(Given data Opens)
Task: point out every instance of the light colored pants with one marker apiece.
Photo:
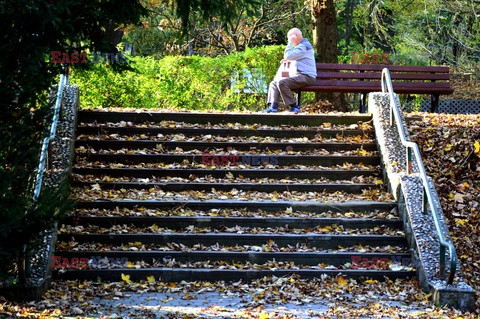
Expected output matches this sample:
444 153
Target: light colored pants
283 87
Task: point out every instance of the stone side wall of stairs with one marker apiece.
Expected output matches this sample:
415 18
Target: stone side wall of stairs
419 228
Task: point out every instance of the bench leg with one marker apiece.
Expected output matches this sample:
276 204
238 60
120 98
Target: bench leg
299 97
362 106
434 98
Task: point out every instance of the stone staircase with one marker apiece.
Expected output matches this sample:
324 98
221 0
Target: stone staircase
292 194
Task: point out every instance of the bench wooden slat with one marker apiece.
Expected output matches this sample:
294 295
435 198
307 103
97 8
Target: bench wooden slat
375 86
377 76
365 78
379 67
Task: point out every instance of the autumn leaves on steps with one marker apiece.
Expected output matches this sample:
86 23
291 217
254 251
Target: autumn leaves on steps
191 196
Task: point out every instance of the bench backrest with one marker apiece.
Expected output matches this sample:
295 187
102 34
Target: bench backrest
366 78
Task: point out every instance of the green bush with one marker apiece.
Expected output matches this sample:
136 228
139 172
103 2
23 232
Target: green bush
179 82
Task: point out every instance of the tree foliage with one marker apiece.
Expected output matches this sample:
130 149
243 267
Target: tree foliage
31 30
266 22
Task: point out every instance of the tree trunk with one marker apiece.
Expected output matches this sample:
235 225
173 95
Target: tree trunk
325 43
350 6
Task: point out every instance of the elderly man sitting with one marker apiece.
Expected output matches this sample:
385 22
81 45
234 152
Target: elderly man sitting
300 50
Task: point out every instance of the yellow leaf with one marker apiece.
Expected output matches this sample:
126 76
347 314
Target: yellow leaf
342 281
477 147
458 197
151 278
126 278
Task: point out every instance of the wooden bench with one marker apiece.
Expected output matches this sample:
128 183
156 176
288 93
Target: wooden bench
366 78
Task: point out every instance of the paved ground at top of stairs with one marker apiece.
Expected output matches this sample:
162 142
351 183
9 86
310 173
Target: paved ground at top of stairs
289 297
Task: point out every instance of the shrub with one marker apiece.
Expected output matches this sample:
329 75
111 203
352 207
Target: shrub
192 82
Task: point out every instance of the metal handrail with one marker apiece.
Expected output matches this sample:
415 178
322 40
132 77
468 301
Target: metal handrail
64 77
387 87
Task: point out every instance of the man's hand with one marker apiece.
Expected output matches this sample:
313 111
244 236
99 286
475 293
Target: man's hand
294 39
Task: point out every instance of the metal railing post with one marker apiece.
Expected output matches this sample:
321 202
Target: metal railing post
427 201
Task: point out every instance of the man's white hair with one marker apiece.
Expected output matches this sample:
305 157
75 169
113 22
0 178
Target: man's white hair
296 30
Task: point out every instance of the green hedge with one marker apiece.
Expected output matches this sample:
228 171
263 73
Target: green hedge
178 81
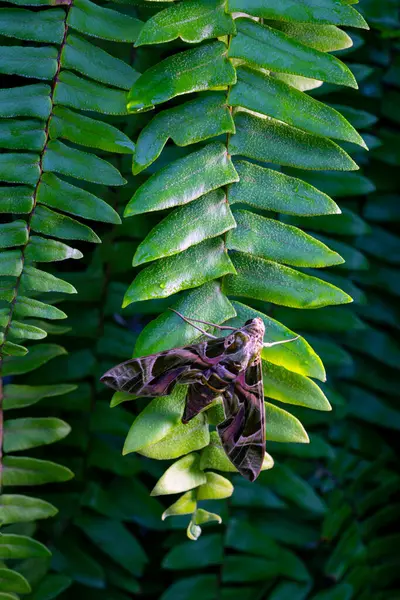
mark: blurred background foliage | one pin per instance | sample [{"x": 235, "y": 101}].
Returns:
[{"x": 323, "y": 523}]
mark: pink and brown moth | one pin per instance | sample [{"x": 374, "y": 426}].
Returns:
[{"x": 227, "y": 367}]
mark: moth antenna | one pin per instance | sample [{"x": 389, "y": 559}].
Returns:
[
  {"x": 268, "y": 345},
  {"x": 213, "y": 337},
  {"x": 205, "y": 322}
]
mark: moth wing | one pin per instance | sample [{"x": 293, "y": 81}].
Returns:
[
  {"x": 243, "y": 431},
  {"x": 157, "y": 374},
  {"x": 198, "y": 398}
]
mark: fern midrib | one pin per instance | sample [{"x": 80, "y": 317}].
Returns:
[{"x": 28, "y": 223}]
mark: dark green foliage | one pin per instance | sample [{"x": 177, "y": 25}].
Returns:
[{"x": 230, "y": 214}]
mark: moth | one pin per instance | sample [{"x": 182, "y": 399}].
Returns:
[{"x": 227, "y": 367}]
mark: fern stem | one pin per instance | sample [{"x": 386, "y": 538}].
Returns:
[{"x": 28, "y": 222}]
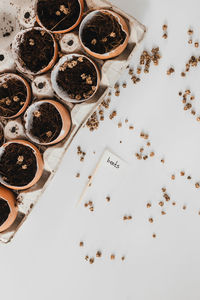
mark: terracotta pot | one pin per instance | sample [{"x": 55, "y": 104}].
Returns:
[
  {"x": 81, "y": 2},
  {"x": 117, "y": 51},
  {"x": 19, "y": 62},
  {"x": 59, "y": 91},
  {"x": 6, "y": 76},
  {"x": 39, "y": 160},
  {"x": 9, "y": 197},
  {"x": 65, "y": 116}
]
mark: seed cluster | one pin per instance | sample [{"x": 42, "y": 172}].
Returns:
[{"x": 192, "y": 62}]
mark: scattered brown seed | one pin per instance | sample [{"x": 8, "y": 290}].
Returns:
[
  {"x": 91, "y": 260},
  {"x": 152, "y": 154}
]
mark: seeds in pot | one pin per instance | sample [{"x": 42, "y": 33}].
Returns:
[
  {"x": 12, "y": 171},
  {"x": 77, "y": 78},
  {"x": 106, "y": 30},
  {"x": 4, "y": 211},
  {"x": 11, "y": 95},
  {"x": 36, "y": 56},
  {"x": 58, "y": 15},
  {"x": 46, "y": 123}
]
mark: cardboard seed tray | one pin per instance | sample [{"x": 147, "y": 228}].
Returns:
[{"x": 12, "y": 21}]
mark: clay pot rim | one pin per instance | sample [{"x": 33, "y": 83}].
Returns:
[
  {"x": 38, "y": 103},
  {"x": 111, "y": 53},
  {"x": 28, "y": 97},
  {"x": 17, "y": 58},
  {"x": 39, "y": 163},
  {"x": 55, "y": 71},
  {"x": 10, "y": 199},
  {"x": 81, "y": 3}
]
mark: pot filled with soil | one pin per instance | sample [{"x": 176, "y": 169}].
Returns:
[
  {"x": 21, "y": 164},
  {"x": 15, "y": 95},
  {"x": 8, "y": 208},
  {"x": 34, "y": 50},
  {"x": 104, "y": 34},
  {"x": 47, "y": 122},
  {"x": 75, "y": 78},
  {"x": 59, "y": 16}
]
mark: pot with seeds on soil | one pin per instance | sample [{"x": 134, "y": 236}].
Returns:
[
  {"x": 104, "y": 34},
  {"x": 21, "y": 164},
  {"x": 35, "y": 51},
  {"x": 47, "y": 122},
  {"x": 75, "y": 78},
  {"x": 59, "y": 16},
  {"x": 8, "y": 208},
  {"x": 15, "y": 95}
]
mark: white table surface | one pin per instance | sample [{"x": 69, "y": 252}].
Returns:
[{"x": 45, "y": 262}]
(Given data Closes)
Task item
Search the data for "brown" and list every line in which it occurs.

Expected answer
mark: pink and brown moth | one pin per instance | sample [{"x": 374, "y": 426}].
mark: scattered brown seed | one pin per instance | sample [{"x": 8, "y": 290}].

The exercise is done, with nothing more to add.